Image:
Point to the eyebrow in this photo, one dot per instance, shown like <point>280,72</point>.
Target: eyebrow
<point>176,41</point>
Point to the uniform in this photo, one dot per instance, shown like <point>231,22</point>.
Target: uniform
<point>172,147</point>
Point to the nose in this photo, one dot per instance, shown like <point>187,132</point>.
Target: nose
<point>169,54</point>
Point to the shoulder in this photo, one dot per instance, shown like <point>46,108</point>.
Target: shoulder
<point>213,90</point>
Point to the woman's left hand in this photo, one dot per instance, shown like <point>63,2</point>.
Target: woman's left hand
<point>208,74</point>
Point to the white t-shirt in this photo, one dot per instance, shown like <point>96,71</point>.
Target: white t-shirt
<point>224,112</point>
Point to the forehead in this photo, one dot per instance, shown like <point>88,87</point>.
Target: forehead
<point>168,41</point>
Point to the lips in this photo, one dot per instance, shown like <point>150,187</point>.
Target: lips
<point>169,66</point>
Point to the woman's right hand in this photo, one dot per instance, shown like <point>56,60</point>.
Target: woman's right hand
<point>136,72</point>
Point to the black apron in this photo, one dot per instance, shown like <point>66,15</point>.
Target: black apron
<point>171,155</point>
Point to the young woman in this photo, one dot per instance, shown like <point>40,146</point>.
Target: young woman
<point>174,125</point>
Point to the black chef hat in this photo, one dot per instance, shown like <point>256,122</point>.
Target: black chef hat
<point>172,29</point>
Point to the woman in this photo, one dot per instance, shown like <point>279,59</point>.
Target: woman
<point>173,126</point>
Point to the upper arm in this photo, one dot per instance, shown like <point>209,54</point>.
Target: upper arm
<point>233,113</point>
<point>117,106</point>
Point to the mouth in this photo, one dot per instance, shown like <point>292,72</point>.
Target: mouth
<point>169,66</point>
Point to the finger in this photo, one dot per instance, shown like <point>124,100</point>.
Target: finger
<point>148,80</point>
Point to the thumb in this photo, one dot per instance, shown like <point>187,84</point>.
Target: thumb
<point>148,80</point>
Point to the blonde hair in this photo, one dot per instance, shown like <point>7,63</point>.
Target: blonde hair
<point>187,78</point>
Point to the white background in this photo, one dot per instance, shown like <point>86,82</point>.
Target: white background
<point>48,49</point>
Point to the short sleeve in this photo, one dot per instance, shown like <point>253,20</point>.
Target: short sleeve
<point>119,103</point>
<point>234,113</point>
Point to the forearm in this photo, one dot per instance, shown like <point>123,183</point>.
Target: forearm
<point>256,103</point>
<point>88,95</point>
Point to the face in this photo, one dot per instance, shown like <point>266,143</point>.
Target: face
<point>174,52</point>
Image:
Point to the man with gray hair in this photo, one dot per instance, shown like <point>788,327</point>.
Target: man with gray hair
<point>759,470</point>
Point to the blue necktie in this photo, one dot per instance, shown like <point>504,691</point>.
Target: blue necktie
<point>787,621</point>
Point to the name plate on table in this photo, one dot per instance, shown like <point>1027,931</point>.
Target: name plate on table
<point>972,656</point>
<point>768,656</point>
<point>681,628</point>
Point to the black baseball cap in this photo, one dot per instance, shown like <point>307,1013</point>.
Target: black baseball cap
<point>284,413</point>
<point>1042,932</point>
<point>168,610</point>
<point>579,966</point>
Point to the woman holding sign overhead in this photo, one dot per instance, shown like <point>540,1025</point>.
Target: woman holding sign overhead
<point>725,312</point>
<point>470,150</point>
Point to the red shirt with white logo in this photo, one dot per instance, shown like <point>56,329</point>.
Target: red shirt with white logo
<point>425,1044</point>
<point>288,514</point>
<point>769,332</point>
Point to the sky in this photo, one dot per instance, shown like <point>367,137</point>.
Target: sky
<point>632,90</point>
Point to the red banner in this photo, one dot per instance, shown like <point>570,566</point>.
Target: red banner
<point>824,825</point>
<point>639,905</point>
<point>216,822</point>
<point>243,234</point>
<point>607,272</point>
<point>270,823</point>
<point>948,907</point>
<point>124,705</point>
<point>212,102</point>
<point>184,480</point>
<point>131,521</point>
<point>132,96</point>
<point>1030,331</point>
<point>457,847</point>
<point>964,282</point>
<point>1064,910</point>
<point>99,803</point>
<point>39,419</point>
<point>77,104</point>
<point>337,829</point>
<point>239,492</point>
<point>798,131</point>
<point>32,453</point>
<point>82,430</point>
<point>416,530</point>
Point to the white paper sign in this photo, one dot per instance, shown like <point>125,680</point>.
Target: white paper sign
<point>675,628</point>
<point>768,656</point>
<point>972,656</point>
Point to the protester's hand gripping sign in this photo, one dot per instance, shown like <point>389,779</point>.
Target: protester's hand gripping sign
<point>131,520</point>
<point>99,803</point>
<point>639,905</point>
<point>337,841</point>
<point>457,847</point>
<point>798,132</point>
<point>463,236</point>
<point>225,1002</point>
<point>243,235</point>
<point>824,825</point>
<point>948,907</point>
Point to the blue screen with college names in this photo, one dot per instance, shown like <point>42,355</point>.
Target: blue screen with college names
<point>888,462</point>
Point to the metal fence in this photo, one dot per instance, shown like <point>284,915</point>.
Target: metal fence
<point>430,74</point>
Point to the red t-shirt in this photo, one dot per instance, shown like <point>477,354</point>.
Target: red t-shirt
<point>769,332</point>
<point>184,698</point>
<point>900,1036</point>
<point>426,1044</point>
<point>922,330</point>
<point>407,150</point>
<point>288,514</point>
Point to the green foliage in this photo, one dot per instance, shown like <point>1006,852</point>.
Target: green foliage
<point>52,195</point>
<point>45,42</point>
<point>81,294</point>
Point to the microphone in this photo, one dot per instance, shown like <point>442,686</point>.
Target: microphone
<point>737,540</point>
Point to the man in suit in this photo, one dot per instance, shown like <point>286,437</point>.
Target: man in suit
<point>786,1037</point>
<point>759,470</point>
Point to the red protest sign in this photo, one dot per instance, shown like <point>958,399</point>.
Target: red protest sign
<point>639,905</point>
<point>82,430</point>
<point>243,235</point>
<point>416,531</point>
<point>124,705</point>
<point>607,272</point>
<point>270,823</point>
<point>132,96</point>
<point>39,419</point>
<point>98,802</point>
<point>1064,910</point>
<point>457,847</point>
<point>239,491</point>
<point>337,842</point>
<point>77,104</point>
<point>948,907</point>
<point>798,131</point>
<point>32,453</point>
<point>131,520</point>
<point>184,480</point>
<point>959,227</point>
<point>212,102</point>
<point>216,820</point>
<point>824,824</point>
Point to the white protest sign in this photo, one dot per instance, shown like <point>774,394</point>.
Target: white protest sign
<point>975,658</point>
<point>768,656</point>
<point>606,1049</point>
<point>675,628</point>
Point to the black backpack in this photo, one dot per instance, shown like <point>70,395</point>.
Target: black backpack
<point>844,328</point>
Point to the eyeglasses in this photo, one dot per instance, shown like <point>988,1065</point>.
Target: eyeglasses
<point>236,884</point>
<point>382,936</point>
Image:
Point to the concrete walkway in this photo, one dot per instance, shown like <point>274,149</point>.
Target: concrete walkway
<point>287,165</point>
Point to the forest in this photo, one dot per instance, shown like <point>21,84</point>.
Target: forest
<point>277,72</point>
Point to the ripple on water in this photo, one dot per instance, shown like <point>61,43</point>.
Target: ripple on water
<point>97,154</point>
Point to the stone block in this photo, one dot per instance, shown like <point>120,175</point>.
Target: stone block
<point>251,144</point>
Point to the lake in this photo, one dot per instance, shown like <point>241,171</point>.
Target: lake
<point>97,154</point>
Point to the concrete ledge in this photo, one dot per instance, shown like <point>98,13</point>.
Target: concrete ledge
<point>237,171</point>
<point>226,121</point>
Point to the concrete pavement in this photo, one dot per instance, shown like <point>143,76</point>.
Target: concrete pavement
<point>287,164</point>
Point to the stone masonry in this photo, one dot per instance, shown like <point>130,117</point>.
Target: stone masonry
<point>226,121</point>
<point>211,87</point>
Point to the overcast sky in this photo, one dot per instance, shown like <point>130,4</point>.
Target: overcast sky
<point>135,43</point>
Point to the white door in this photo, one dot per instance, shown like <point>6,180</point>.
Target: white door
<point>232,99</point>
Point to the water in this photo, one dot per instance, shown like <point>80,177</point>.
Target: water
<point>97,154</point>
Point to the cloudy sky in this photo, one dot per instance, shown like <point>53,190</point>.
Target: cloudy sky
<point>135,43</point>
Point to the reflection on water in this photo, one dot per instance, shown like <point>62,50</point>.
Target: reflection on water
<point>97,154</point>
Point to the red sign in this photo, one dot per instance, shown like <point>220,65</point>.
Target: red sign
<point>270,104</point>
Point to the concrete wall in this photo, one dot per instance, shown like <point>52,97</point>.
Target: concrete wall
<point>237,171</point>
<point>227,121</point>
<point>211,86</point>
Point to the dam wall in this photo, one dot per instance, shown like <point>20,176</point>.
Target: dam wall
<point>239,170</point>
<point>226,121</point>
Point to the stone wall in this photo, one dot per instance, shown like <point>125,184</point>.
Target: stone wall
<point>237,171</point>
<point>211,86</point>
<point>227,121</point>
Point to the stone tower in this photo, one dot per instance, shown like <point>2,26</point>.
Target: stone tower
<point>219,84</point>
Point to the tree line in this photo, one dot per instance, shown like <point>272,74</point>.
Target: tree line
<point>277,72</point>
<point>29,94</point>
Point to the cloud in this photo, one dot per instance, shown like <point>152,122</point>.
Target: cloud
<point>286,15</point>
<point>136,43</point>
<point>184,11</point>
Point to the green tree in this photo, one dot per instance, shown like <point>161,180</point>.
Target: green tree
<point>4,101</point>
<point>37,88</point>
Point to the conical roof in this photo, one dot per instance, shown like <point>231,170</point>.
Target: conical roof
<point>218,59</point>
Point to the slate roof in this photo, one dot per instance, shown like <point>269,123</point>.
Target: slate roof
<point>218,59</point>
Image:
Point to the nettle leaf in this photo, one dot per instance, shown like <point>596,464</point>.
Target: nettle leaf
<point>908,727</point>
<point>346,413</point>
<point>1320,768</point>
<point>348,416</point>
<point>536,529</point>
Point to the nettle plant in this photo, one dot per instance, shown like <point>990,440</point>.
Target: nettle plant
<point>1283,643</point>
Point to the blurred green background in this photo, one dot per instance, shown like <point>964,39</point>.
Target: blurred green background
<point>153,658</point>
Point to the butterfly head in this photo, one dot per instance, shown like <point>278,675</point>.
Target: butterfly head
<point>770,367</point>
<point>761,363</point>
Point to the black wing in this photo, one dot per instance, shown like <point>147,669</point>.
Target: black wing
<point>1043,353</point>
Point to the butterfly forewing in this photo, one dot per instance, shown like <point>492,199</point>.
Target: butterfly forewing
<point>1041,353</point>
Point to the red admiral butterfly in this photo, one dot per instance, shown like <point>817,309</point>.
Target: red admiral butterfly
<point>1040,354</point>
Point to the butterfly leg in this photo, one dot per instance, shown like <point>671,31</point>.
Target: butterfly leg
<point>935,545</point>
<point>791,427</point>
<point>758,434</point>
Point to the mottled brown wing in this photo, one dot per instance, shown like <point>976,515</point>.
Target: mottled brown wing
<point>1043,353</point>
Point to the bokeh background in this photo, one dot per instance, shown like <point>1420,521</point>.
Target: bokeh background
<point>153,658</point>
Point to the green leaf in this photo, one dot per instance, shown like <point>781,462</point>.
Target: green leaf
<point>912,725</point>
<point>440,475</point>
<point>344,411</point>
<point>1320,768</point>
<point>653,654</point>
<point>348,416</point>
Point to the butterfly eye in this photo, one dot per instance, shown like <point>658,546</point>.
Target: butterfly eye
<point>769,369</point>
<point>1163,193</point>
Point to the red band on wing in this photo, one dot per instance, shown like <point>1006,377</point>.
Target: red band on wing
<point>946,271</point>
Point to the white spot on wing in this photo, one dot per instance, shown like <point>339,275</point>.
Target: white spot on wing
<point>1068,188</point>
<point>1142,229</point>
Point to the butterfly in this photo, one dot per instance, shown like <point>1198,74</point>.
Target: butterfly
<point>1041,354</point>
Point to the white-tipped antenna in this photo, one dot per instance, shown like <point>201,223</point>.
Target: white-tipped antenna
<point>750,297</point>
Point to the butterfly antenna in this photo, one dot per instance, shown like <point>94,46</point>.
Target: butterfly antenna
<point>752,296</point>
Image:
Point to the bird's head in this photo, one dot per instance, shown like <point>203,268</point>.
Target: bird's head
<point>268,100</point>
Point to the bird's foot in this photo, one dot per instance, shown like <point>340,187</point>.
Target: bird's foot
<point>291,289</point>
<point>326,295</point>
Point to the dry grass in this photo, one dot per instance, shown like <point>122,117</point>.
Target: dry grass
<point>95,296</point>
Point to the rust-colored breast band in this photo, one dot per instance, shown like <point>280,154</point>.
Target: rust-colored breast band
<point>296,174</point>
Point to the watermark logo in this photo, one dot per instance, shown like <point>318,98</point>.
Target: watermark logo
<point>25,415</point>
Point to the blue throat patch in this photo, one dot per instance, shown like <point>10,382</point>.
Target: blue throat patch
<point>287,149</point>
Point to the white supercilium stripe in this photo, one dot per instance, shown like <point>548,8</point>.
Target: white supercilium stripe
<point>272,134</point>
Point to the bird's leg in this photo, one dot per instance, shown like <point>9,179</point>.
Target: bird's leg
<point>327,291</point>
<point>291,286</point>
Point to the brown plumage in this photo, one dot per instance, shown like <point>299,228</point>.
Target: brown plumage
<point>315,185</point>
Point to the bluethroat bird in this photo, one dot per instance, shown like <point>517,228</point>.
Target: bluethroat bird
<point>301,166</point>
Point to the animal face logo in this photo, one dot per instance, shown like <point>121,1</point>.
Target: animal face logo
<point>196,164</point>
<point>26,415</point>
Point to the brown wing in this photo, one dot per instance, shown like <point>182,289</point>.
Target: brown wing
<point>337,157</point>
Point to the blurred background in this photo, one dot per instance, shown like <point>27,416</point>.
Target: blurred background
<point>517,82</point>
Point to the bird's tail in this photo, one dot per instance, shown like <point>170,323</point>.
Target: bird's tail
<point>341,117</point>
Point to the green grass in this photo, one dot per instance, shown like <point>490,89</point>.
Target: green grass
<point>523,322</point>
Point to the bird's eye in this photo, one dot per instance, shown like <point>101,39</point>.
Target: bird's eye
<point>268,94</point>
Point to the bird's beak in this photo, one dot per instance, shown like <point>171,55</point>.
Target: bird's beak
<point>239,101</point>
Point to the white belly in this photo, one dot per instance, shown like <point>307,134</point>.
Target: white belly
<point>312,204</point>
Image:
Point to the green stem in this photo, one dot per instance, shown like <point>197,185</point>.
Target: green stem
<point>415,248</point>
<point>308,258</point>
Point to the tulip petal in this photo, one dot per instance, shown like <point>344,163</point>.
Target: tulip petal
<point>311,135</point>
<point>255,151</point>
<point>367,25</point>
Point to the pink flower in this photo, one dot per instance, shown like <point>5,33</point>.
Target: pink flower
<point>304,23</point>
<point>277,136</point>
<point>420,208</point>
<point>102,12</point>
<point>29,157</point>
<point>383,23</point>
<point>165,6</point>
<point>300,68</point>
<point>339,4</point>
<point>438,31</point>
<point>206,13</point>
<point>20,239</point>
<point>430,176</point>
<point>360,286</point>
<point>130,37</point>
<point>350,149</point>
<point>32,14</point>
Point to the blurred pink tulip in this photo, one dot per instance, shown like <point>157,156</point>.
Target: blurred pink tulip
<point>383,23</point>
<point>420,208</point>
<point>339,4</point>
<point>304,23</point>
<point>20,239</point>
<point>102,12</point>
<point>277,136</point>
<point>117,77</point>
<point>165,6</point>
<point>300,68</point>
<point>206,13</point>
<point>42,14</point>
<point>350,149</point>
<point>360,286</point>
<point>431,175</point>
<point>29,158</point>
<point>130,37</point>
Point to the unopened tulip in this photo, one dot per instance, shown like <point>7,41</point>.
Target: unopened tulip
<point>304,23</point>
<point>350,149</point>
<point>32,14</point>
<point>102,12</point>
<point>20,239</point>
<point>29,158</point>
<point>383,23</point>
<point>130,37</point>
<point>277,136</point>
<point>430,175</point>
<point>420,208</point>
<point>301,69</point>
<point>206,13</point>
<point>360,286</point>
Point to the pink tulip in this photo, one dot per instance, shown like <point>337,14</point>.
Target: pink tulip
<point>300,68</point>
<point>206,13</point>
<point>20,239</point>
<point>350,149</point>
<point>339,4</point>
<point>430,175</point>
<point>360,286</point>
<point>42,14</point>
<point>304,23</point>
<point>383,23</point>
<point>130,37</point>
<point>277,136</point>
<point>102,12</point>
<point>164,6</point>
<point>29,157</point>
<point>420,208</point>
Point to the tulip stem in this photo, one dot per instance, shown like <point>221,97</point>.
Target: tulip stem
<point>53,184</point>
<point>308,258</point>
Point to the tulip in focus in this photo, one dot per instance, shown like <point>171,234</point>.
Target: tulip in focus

- - - -

EXERCISE PROMPT: Can you copy the records from the line with "Point to the forearm" up to and including the line with "<point>88,95</point>", word for word?

PROBLEM SOLUTION:
Point to the forearm in this photo, one dot per instance, shown like <point>123,183</point>.
Target: forearm
<point>256,103</point>
<point>88,95</point>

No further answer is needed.